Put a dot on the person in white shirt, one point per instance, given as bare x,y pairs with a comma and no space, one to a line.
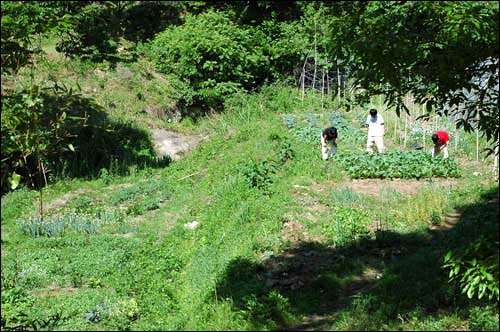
375,124
328,140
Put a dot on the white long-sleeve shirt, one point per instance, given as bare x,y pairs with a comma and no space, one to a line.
375,125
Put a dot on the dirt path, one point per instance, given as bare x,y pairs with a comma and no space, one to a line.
170,143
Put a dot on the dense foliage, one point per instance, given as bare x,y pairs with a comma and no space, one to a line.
398,164
444,53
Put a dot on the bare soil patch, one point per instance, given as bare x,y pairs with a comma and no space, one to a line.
376,187
170,143
64,199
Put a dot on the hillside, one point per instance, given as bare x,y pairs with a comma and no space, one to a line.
249,230
162,166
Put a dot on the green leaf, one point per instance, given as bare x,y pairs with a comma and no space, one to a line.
14,180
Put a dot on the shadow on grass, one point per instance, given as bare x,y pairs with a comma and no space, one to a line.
379,281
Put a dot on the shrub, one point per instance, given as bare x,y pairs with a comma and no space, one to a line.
397,164
213,54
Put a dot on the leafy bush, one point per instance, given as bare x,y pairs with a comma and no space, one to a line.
397,164
476,268
214,55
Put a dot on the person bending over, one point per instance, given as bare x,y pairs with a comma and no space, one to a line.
328,142
440,139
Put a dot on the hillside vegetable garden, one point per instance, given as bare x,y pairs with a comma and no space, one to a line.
250,229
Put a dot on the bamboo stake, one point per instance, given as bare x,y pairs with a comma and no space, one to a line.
495,156
338,79
322,88
315,56
477,136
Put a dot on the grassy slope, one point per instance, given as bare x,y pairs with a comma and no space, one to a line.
205,278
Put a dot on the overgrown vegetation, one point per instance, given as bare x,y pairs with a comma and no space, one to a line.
251,230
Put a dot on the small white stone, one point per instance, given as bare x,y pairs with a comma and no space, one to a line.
192,225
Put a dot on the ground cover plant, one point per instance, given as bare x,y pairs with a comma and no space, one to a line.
251,230
398,164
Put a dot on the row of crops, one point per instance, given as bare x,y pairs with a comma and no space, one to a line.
404,164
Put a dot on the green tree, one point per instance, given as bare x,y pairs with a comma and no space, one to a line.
444,53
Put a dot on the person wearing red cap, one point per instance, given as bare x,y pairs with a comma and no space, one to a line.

__Work instructions__
The records above should be duplicated exactly, with none of their pictures kept.

__Completed exercise__
Put a dot on the person in white shirt, one point per instance, given as bare x,y pairs with a comma and no space, one to a line.
375,124
328,140
Put a dot on the white long-sleeve shirt, one point per instance, given as bare x,y pairs with a comma and no space, one to a line.
375,125
Put a dot on the dirt path, one point per instance, given as bare x,y pairs with a comma and no space, one to a line.
170,143
Put a dot on the dense foliage, one point per instance, given as bare x,y pairs with a comma and no space, one to a line.
398,164
444,53
Put a dot on the bare soil patch, one point per instance, given as bare x,y pairs with a comma and no space, one to a line.
376,187
170,143
64,199
Put a dot on the hillside, one point per instance, given as bare x,y pairs with a comma and no space, one to a line.
249,230
162,166
Put a dot on the green leaf, one point per instance, given as bare x,y pairs with a comma and no space, one to a line.
14,180
Put a dot on the shadow on grass, one point per instance, given as bare x,y pairs with a comma and no space, one to a line.
379,281
Put a dot on the shrub, one point per instance, given as bare x,y pairs with a comma and no space, one to a line.
397,164
213,54
Put a dot on the leafy bush, one point per instance, given as bare x,y pairs with a comma and no space, one to a line.
397,164
476,268
214,55
Put a dot on the person bending over, one point per instance, given as bare x,y pairs with a comma and no space, one to a line.
328,142
440,139
Put a dot on the hillside vegetable garden, one point per instance, given as bare x,y pairs with a comma and no space, one to a line.
250,229
Put a dot on the bamboo stake, one point per instance, given as bare x,y pairs with a comma and no space, one to a line.
495,156
338,79
322,88
315,56
477,136
Put a dot on the grassy slope, one point per instance, given as bare x,y pairs with a comma and no space, one to a line.
205,278
Put a dot on the overgrown vegetation, one point per instance, given as bare x,y pairs with a comma and no space, one to a line.
251,230
Put a dot on the small white stone, one point per instance, given as bare x,y pairs with a comma and no space, one to a line.
192,225
Put a dot on the ground cover plant, one point per instance, given as bare x,y pairs with a comma and no space, one to a line.
251,230
398,164
Put a dot on the row of crops, one point per instance, given as bare x,y pairs with a comma and no space, one to a line.
404,164
Put a dot on the green tree, one point per instance, given as bare x,y pairs with a comma and no space, one to a line.
444,53
Put a dot on the person wearing red cap, one point per instance, given as bare x,y pairs with a comma and no space, one to a line.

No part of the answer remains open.